• _任务说明_: 找出下方条目中所有包含字符串“brown”的行，并逐行照抄出来。匹配时区分大小写。

═════ 所给材料 ═════

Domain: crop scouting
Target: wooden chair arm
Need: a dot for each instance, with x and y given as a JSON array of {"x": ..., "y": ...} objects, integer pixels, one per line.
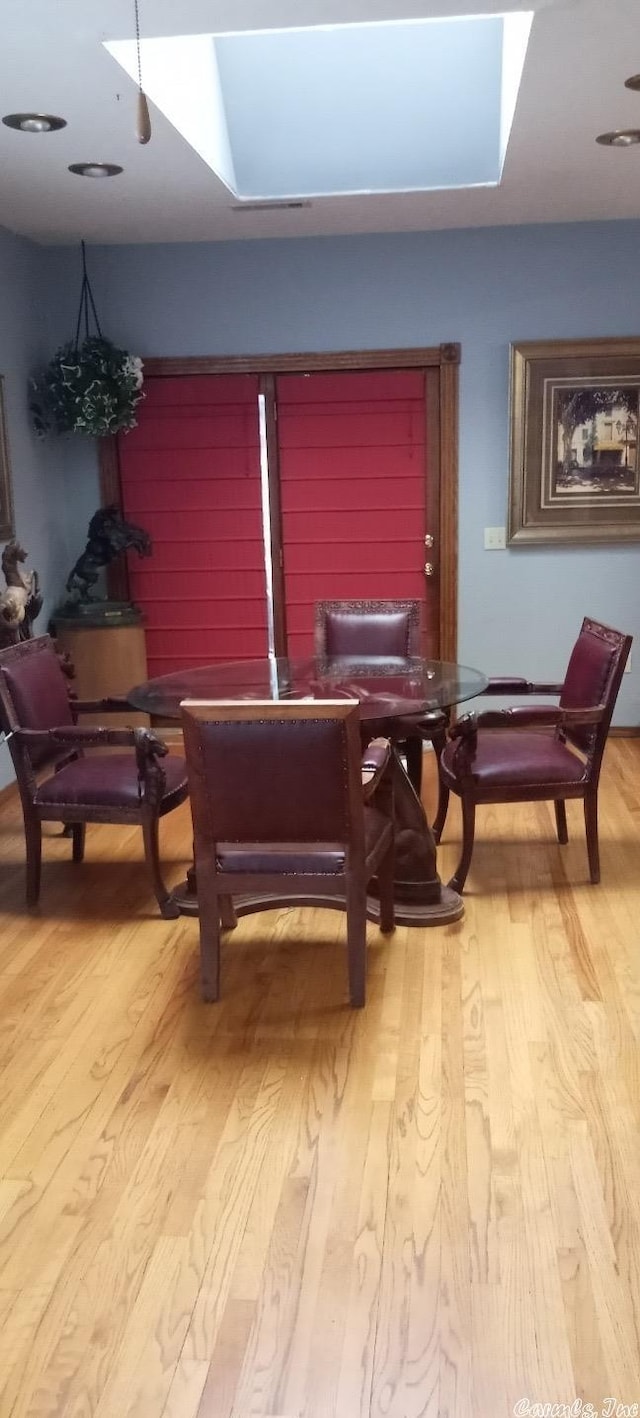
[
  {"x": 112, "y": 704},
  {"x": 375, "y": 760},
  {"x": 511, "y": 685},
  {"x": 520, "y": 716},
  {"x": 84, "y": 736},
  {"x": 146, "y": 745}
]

═════
═════ 所给材料 ═════

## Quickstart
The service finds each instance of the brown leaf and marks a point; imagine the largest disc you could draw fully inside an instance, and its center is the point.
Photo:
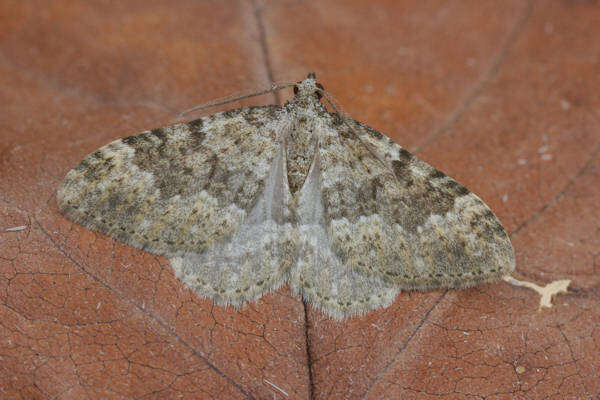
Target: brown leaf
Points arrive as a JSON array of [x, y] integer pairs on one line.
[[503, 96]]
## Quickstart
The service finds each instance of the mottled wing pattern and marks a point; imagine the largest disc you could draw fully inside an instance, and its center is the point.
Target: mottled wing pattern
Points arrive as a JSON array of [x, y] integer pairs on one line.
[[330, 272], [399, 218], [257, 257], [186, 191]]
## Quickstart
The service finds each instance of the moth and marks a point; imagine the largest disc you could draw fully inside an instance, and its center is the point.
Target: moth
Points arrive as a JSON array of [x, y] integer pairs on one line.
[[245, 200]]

═════

• _正确输出_:
The service finds each instance of the brown leaf and marks a point; imagine the largest disc you could draw fully inside an instance, and its center is the point.
Target: brown leaf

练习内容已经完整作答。